#### YOUR INSTRUCTIONS
Repeat the listing below word for word, minus the pictures.

#### PROVIDED DATA
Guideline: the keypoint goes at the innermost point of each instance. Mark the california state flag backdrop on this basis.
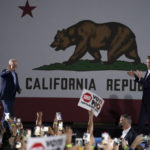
(63, 47)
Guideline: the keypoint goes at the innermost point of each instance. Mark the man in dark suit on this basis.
(128, 132)
(9, 87)
(145, 105)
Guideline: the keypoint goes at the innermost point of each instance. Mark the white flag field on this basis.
(91, 101)
(47, 143)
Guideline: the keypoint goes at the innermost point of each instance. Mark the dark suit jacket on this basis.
(145, 82)
(8, 88)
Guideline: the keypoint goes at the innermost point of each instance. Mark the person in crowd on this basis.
(9, 87)
(145, 106)
(128, 132)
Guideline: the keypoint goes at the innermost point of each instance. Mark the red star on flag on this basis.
(27, 9)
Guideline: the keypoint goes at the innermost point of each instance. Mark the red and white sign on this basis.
(91, 101)
(46, 143)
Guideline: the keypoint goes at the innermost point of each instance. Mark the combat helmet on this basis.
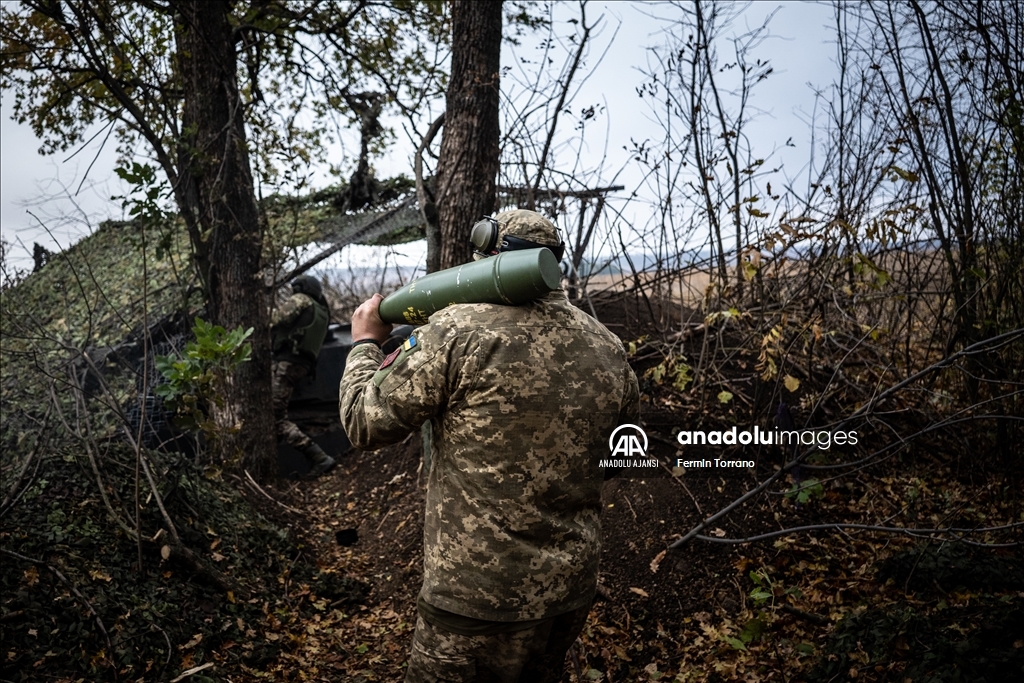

#### REPLY TO THE EXERCISE
Guideline: the keypoint goes at the innermost point of each instance. Mark the california state flag backdrop on this basis.
(63, 47)
Guideline: the keypoint goes at the innermost point of each instance. Mark the man in dark suit on this basis.
(128, 132)
(9, 87)
(145, 105)
Guideline: the keypoint goes at the innermost point of each instance. Mark the white flag field on this basis.
(91, 101)
(47, 143)
Guideline: the keypoint goes at the innermost point of each instance. Mark the dark suit jacket on this basis.
(145, 82)
(8, 88)
Guideline: the keypoint goes at the innermost point of each instance. Mark the person in crowd on this basis.
(9, 87)
(145, 106)
(128, 132)
Guideline: the keypoint goes at the innermost point of each instance. Mark the red star on flag on this basis.
(27, 9)
Guideline: the keypoint goes at the innermost point of each instance. Mark the red and white sign on this basis.
(91, 101)
(46, 143)
Guideline: the keypoint goes at the innermost point of each instance. Mark the combat helmet on this basis.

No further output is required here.